Есть наука филология. Для нее смерть поэта — литературный факт, и его физическую кончину она может объяснить логикой литературной эволюции. «…Самая стремительность смен, самая жестокость борьбы и быстрота падений — темп нашего века. XIX век был медленнее. У нас нет поэтов, которые бы не пережили смены своих течений, — смерть Блока была слишком закономерной», — напишет Тынянов в 1924 году. А вдруг перед Блоком, пережившим «свое течение», то есть символизм, открылся бы новый поэтический путь?
Нет пока такой науки, которая умела бы исследовать в единстве телесную и духовно-творческую жизнь человека. И объяснить с этой точки зрения смерть поэта.
Вернувшись в Петроград, Блок пишет матери, живущей в Луге, об итогах московской поездки и, в частности, о медицинских проблемах: «У меня была кремлевская докторша, которая сказала, что дело вовсе не в одной подагре, а в том, что у меня как результат однообразной пищи, сильное истощение и малокровие, глубокая неврастения, на ногах цинготные опухоли и расширение вен; велела мало ходить, больше лежать, дала мышьяк и стрихнин; никаких органических повреждений нет, а все состояние, и слабость, и испарина, и плохой сон, и пр. — от истощения. Я буду стараться здесь вылечиться».
# # # # # # #
§ ЧТО НУЖНО СДЕЛАТЬ
1. В каком году, судя по отрывку, Тынянов написал, что смерть Блока была слишком закономерной?
2. Повторите дословно часть отрывка, начиная со слов "Есть наука филология." и заканчивая словами "новый поэтический путь?".
Материал для работы с отрывком не понадобится.

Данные
# # # # # # #
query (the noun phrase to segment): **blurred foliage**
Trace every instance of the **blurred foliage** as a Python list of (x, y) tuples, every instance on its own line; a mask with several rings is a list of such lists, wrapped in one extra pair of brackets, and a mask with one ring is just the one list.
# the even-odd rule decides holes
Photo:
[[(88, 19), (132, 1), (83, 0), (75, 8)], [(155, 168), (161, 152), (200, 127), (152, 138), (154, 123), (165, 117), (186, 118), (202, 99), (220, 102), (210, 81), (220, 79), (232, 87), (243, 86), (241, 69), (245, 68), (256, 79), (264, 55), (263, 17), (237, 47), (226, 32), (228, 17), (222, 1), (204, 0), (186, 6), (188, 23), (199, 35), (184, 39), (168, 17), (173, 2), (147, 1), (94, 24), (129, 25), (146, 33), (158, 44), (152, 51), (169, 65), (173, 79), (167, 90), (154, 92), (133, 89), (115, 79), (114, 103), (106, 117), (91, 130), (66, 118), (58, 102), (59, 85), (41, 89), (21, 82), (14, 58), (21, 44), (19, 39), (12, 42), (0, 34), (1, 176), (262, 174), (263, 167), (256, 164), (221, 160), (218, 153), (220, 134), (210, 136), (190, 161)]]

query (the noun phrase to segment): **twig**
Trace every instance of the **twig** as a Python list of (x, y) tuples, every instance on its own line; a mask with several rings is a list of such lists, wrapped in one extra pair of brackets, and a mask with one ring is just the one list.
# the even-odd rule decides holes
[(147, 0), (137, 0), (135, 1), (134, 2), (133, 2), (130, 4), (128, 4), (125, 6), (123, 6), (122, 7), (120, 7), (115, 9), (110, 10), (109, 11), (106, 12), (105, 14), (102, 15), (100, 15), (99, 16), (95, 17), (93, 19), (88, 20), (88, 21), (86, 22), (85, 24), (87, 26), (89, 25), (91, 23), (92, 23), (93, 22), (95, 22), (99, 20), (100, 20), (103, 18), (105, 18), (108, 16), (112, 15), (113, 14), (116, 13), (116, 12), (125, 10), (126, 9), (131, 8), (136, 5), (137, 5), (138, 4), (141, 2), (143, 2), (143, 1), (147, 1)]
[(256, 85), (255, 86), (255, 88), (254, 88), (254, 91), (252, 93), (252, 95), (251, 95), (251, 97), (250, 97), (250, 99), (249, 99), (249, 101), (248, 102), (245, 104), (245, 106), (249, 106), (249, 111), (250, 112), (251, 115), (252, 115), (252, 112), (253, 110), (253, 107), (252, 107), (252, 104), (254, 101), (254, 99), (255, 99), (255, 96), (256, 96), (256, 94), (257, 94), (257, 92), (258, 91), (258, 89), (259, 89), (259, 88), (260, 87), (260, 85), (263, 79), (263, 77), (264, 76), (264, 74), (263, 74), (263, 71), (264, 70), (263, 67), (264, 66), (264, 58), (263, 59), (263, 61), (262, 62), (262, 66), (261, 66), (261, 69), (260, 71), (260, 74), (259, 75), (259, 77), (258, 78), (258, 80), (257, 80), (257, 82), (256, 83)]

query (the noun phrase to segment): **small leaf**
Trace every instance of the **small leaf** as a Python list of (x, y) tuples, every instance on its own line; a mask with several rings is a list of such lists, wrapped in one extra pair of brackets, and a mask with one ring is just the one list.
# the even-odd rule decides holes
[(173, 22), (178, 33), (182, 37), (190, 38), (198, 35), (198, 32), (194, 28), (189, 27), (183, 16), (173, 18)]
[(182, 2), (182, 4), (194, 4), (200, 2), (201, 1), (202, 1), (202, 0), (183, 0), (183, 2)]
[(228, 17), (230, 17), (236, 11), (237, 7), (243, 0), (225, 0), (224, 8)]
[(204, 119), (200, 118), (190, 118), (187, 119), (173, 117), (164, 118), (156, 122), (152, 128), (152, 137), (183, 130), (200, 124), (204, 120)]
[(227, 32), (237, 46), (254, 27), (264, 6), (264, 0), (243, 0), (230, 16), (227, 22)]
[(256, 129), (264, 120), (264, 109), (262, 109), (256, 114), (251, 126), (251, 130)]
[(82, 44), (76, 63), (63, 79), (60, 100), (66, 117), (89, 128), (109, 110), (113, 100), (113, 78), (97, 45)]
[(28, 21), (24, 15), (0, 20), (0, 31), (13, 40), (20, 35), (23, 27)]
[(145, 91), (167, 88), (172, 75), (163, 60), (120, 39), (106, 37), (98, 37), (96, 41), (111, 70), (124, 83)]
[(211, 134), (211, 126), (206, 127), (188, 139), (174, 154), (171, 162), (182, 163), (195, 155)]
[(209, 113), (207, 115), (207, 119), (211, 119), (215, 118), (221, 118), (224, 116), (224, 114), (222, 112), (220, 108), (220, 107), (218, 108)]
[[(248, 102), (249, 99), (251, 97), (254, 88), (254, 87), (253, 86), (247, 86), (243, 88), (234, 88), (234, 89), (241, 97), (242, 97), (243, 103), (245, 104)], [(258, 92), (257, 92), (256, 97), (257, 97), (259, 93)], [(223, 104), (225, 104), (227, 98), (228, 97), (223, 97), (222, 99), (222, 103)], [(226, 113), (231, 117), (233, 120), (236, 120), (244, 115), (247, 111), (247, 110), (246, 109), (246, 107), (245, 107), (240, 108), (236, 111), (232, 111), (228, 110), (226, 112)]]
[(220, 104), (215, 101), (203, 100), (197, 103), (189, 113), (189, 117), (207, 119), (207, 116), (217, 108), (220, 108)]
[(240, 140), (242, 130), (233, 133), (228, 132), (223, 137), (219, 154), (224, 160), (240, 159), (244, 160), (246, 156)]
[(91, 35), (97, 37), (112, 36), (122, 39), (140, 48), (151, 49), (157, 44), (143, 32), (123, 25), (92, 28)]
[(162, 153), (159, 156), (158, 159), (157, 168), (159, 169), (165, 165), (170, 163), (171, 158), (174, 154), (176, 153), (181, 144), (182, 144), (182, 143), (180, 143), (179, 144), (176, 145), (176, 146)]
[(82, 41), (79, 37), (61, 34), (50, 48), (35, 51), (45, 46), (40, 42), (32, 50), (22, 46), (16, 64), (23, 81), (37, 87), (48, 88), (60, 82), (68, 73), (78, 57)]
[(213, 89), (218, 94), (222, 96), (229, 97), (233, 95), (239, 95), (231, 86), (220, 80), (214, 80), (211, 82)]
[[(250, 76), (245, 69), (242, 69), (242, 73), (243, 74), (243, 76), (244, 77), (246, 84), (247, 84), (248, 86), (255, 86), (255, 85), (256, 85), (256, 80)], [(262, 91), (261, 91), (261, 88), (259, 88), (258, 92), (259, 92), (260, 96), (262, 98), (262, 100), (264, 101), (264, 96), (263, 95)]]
# # # # # # #
§ ОТВЕТЫ
1. В 1924 году.

2.
Есть наука филология. Для нее смерть поэта — литературный факт, и его физическую кончину она может объяснить логикой литературной эволюции. «…Самая стремительность смен, самая жестокость борьбы и быстрота падений — темп нашего века. XIX век был медленнее. У нас нет поэтов, которые бы не пережили смены своих течений, — смерть Блока была слишком закономерной», — напишет Тынянов в 1924 году. А вдруг перед Блоком, пережившим «свое течение», то есть символизм, открылся бы новый поэтический путь?